→ **Task prompt**: Rewrite the material below so that each occurrence of "even-odd rule" becomes "nonzero winding rule", with no other change.

→ **Information shown**:
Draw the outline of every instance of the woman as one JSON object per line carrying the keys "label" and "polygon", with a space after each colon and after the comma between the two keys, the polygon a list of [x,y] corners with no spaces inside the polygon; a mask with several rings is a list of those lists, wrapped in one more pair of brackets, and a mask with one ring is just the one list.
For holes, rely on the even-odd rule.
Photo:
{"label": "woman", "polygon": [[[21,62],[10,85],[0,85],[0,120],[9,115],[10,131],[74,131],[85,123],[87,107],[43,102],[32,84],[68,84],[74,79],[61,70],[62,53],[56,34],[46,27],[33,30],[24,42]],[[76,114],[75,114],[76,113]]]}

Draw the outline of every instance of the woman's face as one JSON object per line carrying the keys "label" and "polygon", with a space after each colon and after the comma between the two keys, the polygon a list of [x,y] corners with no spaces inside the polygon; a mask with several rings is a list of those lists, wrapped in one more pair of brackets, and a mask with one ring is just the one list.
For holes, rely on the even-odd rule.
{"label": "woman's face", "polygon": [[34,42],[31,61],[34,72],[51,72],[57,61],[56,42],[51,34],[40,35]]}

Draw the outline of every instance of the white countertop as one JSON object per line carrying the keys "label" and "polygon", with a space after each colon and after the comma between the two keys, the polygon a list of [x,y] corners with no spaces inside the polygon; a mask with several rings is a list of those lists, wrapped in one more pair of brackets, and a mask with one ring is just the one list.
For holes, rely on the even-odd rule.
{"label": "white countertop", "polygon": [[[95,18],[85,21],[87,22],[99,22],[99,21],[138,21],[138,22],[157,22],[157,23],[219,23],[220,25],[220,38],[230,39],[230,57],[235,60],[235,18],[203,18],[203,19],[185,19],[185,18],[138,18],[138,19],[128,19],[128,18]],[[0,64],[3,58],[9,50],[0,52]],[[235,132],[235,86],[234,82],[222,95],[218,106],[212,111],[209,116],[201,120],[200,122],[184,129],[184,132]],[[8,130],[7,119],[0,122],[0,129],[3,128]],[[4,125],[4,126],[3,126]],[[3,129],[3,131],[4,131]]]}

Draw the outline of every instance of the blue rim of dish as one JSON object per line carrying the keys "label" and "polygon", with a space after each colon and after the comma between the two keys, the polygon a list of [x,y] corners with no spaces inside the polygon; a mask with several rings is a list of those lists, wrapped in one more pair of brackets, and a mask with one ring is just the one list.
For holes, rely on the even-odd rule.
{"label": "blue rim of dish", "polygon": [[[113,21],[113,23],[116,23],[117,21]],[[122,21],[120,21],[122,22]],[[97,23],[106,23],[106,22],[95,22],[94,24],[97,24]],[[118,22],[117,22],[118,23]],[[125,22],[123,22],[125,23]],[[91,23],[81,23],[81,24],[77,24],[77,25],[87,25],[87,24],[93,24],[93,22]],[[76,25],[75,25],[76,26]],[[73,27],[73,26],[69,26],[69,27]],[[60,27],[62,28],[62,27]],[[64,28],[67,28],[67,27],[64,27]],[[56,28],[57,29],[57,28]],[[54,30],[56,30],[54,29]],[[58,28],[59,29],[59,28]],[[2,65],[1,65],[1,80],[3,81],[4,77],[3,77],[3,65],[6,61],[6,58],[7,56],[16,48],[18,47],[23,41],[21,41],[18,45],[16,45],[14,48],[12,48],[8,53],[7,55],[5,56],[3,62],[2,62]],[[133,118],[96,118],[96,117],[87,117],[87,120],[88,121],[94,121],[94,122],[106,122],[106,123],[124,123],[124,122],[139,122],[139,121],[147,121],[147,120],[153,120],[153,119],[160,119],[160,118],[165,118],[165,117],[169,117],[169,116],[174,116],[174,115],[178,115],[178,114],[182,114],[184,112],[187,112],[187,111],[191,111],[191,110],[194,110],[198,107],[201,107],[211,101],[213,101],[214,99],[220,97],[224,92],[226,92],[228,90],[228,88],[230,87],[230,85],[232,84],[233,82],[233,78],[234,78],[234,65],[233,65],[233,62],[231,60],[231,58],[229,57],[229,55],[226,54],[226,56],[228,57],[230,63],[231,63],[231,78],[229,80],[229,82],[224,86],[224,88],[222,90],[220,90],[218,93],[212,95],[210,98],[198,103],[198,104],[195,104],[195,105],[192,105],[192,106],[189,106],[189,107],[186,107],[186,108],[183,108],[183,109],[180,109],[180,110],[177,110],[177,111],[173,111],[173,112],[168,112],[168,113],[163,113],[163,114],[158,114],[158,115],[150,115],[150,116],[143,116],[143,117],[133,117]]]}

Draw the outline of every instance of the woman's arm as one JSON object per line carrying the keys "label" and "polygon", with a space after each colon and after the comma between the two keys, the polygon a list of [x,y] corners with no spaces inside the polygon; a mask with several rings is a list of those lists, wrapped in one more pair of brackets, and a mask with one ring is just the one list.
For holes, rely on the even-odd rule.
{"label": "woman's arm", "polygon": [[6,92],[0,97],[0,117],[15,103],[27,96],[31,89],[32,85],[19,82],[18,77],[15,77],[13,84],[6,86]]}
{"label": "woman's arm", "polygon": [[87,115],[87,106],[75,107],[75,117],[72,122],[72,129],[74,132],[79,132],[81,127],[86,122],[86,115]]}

→ **Result**:
Draw the outline of every instance of the woman as one JSON object per line carrying the keys "label" and "polygon", with a space after each colon and after the comma between the two keys, the polygon a list of [x,y] corners with no spaces inside the polygon; a mask with several rings is a list of those lists, wrapped in one more pair of brackets, and a mask with one ring is just the one list.
For holes, rely on the nonzero winding rule.
Photo:
{"label": "woman", "polygon": [[[21,62],[10,85],[0,85],[0,120],[9,115],[10,131],[74,131],[85,123],[87,107],[43,102],[32,84],[68,84],[74,79],[61,70],[62,53],[56,34],[46,27],[33,30],[24,42]],[[76,114],[75,114],[76,113]]]}

Draw the outline of every instance of the woman's face as one JSON object per line carrying the keys "label" and "polygon", with a space after each colon and after the comma between the two keys, the polygon a list of [x,y] corners with no spaces inside the polygon; a mask with several rings is a list of those lists, wrapped in one more pair of brackets, and a mask with one ring is just the one list.
For holes, rely on the nonzero winding rule.
{"label": "woman's face", "polygon": [[34,42],[31,61],[34,72],[51,72],[57,61],[56,42],[51,34],[40,35]]}

Draw the outline of every instance of the white countertop as one JSON object per line carrying the keys "label" and "polygon", with a space after each colon and after the comma between the two keys, the polygon a list of [x,y] corners with no spaces inside the polygon; a mask with several rings is a list of those lists, wrapped in one more pair of brackets, and a mask with one ring is just the one list.
For holes, rely on the nonzero winding rule.
{"label": "white countertop", "polygon": [[[95,18],[85,21],[87,22],[99,22],[99,21],[138,21],[138,22],[157,22],[157,23],[219,23],[220,25],[220,38],[230,39],[230,57],[235,60],[235,18],[203,18],[203,19],[185,19],[185,18],[138,18],[138,19],[128,19],[128,18]],[[0,64],[3,58],[9,50],[0,52]],[[235,132],[235,86],[234,82],[222,95],[218,106],[212,111],[209,116],[201,120],[200,122],[184,129],[184,132]],[[8,130],[7,119],[0,122],[0,129],[3,128]],[[4,125],[4,126],[3,126]],[[3,129],[3,131],[4,131]]]}

Draw the outline of every instance of the blue rim of dish as one JSON object per line carrying the keys "label" and "polygon", with a space after each colon and after the comma between the two keys, the polygon a list of [x,y] corners with no spaces inside the polygon; a mask with several rings is a list of those lists, wrapped in one more pair of brackets, and a mask with one ring is just the one list.
For holes, rely on the nonzero winding rule.
{"label": "blue rim of dish", "polygon": [[[113,21],[113,23],[116,23],[117,21]],[[122,21],[120,21],[122,22]],[[97,23],[106,23],[106,22],[95,22],[94,24],[97,24]],[[118,22],[117,22],[118,23]],[[125,22],[123,22],[125,23]],[[91,23],[81,23],[81,24],[77,24],[77,25],[87,25],[87,24],[93,24],[93,22]],[[76,25],[75,25],[76,26]],[[73,27],[73,26],[69,26],[69,27]],[[60,27],[62,28],[62,27]],[[64,28],[67,28],[67,27],[64,27]],[[56,28],[57,29],[57,28]],[[54,30],[56,30],[54,29]],[[58,28],[59,29],[59,28]],[[2,65],[1,65],[1,80],[3,81],[4,77],[3,77],[3,65],[6,61],[6,58],[7,56],[16,48],[18,47],[23,41],[21,41],[18,45],[16,45],[14,48],[12,48],[8,53],[7,55],[5,56],[3,62],[2,62]],[[133,118],[96,118],[96,117],[87,117],[87,120],[88,121],[94,121],[94,122],[106,122],[106,123],[124,123],[124,122],[139,122],[139,121],[147,121],[147,120],[153,120],[153,119],[160,119],[160,118],[165,118],[165,117],[169,117],[169,116],[174,116],[174,115],[178,115],[178,114],[182,114],[184,112],[187,112],[187,111],[191,111],[191,110],[194,110],[198,107],[201,107],[211,101],[213,101],[214,99],[220,97],[224,92],[226,92],[228,90],[228,88],[230,87],[230,85],[232,84],[233,82],[233,78],[234,78],[234,65],[233,65],[233,62],[231,60],[231,58],[229,57],[229,55],[226,54],[226,56],[228,57],[230,63],[231,63],[231,78],[229,80],[229,82],[224,86],[224,88],[222,90],[220,90],[218,93],[212,95],[210,98],[198,103],[198,104],[195,104],[195,105],[192,105],[192,106],[189,106],[189,107],[186,107],[186,108],[183,108],[183,109],[180,109],[180,110],[177,110],[177,111],[173,111],[173,112],[168,112],[168,113],[163,113],[163,114],[158,114],[158,115],[150,115],[150,116],[143,116],[143,117],[133,117]]]}

Draw the outline of every instance of the woman's arm as one JSON object per line carrying the keys "label" and "polygon", with a space after each colon and after the comma between the two keys, the polygon a list of [x,y] corners with no spaces inside the polygon; a mask with several rings is a list of those lists, wrapped in one more pair of brackets, and a mask with one ring is just the one list.
For holes, rely on the nonzero winding rule.
{"label": "woman's arm", "polygon": [[6,92],[0,97],[0,117],[15,103],[27,96],[31,89],[32,85],[19,82],[18,77],[15,77],[13,84],[6,86]]}
{"label": "woman's arm", "polygon": [[87,115],[87,106],[75,107],[75,117],[72,122],[72,129],[74,132],[79,132],[81,127],[86,122],[86,115]]}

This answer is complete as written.